- Diocese: Geraldton
- Installed: 31 July 1962
- Term ended: 13 July 1981
- Predecessor: Alfred Joseph Gummer
- Successor: William Joseph Foley

Orders
- Ordination: 13 July 1930 at Sacred Heart Cathedral, Bendigo by Richard Ryan
- Consecration: 31 July 1962 at Sacred Heart Cathedral, Bendigo by Bernard Denis Stewart

Personal details
- Born: Francis Xavier Thomas 28 March 1906 Bendigo, Victoria, Australia
- Died: 5 August 1985 (aged 79) Geraldton, Western Australia, Australia
- Denomination: Catholic Church
- Occupation: Catholic bishop
- Alma mater: Corpus Christi College, Melbourne
- Motto: De Te Vivere ("To live by thee")

= Francis Xavier Thomas =

Australian Catholic bishop (1906–1985)

Francis Xavier Thomas (28 March 1906 – 5 August 1985) was an Australian Roman Catholic bishop who served as the fifth Bishop of Geraldton.

==Early life==
Thomas was born on 28 March 1906 and grew up in Golden Square, Victoria, a suburb of Bendigo. He was the third son and one of six children born to John Edward Thomas and Clara Ann Thomas. His younger brother Basil also became a priest. He received his early educated from the Sisters of Mercy before becoming a pupil of Marist Brothers College, Bendigo. He entered Corpus Christi College in 1923 to pursue studies for the priesthood. He was among the first students to enter the new college.

....................

Exercise tasks:
[A] In the passage on Francis Xavier Thomas, where was he ordained, and who ordained him?
[B] Decide whether each statement agrees with the passage on Francis Xavier Thomas, answering yes or no and quoting the words that decide it: (i) Thomas was the eldest son in his family. (ii) Thomas entered Corpus Christi College in 1923. (iii) Alfred Joseph Gummer followed Thomas as Bishop of Geraldton.

Supplied records:
....................

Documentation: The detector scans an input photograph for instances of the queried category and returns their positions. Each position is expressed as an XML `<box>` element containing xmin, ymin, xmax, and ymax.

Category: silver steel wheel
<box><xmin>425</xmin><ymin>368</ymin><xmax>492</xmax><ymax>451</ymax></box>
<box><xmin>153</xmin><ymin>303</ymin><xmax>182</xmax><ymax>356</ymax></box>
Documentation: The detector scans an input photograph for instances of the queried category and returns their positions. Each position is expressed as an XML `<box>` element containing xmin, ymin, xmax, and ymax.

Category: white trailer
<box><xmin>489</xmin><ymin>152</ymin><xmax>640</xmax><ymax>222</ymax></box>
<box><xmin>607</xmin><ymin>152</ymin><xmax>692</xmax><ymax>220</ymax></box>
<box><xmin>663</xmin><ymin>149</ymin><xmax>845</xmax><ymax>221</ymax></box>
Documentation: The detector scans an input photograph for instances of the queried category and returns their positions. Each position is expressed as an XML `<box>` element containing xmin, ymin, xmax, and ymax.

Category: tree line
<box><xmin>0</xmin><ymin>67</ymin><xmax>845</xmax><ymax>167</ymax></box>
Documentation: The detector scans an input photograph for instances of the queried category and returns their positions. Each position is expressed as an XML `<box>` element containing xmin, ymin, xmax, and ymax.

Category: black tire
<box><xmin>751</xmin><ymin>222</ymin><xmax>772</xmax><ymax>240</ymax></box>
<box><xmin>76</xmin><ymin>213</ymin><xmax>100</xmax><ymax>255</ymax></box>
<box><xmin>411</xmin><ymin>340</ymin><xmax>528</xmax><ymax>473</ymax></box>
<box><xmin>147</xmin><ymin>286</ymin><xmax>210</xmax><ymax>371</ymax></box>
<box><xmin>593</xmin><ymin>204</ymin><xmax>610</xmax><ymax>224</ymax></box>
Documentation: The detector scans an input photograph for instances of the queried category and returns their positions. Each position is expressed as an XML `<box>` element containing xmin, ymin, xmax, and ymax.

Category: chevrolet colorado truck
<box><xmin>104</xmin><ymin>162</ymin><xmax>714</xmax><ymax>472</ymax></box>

....................

Answers to the exercise:
[A] He was ordained at Sacred Heart Cathedral, Bendigo, by Richard Ryan.

[B]
(i) No: "He was the third son and one of six children born to John Edward Thomas and Clara Ann Thomas."
(ii) Yes: "He entered Corpus Christi College in 1923 to pursue studies for the priesthood."
(iii) No: "Successor: William Joseph Foley"